Source extract:

Then we went on to other rooms and found more things to explore: scarves, mirrors, even a new toothbrush. Over the following weeks and months I challenged myself to find the next best thing inside our apartment and on walks outside.
I was hooked.
Sure, we had some store bought toys, but how can you beat the multi-purposeness of common objects? Kaia gripped the wooden spoon the first day. As she grew, her play became more sophisticated. Over the next weeks and months she put the spoon in her mouth, banged it, dropped it and swatted at pillows. These spoons, cups and funnels were often more fun and interesting than store-bought toys and when Kaia was done with them they could go back to being useful tools.
WE ARE HERE TO INTRODUCE OUR CHILDREN TO THE WORLD
Everything we do lays the foundation for future learning. This responsibility can feel daunting. Bombarded with electronic toys and sophisticated baby gadgets that blink and beep and make grand claims about their entertainment or educational value, many of us doubt our own instincts. But the truth is, a baby does not need many store-bought toys. We can return to the basics of play and infant development using ideas that are easy to implement and don’t require a lot of money.
My book is an attempt to reclaim some of the natural processes of learning. It’s an invitation to slow down, be present with your baby and enjoy discovering the world for the first time. Without plastic toys and battery-driven bouncy seats, you can delight your little one and deepen your bond.

Exercise inputs:
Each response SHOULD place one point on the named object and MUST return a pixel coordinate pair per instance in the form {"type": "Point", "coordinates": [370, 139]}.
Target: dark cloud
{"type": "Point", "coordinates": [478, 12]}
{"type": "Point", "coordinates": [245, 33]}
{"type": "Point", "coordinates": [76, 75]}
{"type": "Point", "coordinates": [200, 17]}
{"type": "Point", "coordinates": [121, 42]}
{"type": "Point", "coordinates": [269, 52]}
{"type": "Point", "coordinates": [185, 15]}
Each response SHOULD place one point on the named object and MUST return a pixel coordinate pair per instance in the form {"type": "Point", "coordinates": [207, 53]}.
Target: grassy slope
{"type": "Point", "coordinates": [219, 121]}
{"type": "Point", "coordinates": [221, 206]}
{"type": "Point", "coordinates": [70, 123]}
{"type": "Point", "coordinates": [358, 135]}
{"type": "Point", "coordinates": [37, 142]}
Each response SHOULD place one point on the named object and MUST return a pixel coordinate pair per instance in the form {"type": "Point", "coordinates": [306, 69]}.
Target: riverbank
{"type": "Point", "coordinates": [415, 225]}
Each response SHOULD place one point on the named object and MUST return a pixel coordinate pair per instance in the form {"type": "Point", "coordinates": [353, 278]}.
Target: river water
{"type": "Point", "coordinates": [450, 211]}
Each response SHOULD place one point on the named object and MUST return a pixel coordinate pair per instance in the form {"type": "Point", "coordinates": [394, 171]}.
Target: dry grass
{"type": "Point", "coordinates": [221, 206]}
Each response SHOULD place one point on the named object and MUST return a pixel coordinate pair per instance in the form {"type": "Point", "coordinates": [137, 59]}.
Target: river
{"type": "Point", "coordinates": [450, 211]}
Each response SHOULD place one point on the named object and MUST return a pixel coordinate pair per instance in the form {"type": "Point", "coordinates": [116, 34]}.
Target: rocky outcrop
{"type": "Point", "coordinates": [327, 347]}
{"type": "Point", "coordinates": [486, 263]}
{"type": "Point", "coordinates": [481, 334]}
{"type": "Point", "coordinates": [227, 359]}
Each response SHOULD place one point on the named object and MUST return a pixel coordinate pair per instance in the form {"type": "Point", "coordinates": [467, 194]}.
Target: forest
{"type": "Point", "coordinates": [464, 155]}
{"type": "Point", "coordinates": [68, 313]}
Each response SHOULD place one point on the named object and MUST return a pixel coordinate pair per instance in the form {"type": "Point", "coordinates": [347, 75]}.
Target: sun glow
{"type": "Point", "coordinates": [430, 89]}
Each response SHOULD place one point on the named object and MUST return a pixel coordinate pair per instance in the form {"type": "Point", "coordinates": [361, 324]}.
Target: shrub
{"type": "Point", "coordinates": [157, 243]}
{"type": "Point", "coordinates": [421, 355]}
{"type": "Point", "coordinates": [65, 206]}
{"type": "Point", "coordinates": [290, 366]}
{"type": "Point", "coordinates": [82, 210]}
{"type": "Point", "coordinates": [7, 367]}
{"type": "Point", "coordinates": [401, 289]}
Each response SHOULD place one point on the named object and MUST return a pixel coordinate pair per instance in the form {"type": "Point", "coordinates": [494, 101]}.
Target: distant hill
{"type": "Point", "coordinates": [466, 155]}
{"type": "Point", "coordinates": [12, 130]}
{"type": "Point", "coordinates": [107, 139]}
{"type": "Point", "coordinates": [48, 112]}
* * *
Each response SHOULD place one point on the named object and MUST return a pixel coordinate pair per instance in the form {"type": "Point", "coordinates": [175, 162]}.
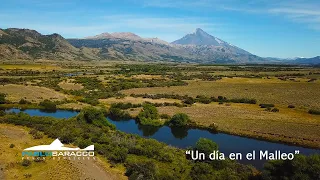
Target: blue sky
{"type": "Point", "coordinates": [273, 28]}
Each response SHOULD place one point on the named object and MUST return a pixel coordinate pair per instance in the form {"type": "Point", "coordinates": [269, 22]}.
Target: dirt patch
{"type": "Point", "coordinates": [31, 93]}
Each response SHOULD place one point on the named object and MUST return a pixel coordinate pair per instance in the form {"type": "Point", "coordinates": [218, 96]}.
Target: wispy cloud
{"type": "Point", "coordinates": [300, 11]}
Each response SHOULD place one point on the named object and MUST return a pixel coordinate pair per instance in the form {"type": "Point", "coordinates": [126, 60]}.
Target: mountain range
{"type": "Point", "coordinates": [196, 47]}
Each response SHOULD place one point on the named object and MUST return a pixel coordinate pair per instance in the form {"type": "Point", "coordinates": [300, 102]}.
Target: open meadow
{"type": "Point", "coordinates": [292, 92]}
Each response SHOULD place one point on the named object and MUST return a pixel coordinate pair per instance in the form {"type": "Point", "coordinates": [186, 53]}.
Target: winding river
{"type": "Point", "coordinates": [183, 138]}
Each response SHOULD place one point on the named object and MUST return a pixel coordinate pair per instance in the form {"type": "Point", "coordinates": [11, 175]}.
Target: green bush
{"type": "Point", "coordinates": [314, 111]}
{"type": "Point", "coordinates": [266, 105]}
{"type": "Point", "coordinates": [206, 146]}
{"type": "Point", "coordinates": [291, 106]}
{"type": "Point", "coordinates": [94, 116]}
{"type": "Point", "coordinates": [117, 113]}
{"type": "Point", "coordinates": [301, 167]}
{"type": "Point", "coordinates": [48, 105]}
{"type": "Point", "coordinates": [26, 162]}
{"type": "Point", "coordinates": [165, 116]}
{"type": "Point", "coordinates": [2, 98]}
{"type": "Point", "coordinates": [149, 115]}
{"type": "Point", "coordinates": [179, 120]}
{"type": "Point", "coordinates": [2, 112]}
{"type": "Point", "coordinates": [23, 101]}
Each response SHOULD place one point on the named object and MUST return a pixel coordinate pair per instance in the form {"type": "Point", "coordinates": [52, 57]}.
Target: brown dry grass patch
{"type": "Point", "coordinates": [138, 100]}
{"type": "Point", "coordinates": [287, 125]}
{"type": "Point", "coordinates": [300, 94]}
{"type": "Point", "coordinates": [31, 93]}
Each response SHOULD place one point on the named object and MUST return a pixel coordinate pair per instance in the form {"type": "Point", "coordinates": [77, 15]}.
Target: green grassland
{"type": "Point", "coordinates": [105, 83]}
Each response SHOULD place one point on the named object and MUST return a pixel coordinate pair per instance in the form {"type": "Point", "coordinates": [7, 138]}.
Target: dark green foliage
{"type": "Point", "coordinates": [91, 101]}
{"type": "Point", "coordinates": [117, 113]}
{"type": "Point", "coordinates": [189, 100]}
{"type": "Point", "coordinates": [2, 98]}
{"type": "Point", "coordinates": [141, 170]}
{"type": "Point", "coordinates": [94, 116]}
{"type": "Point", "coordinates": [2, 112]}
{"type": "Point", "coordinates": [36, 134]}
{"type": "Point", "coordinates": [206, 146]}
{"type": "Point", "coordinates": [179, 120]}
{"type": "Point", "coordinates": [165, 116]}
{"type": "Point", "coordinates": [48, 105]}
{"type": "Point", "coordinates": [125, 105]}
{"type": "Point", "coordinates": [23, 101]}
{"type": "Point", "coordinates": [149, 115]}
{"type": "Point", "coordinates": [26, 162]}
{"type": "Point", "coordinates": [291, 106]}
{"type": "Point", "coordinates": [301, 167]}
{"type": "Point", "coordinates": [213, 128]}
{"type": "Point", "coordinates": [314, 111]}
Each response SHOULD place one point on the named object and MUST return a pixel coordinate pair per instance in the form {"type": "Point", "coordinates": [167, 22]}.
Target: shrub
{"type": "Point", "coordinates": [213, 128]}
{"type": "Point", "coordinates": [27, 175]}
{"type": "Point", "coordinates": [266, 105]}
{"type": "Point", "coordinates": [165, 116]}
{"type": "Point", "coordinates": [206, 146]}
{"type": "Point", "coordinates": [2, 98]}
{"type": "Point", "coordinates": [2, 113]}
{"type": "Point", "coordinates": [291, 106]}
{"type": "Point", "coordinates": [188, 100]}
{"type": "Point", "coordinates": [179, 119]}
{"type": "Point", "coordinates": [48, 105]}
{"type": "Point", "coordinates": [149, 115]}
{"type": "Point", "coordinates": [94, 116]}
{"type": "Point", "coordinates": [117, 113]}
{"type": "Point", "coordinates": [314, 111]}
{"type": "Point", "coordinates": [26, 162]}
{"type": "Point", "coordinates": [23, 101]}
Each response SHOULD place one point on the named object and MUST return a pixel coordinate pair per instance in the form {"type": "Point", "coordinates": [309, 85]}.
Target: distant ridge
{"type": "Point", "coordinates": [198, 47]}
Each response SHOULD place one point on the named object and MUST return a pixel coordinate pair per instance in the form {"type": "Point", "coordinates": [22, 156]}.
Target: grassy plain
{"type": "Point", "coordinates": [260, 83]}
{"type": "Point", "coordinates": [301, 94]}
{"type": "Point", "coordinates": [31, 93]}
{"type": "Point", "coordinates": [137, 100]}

Work instructions:
a. Pick out each row containing the string "patch", treating uppercase and lowercase as different.
b. Carry the passage on infant play with household objects forward from its last sentence.
The rows have nothing to do with the passage on infant play.

Task-by-task answers:
a.
Target: dirt patch
Target: brown dry grass patch

b.
Here are some activities for tummy time.
Roll three or more towels together or use a soft bolster to lay baby belly down on. Your baby should lie comfortably directly on top of the roll so it supports the body. Arms and legs may be off to the sides, but baby’s head should rest on the roll to one side. Holding onto baby by the waist, gently rock him from side to side.
BELLY ON THE BALL
Place your baby tummy down on a small air-filled ball (soccer ball, beach ball, kick ball). Your hands should be secure around her waist. Hold firmly and press her down softly onto the ball so she stays in one place and feels secure. Her head may need to rest on the ball.
Roll baby an inch or two forward and backwards, sway left and right or in a circular motion. Don’t bounce your baby up and down while in this position. It is too jarring on the neck and may hurt your baby.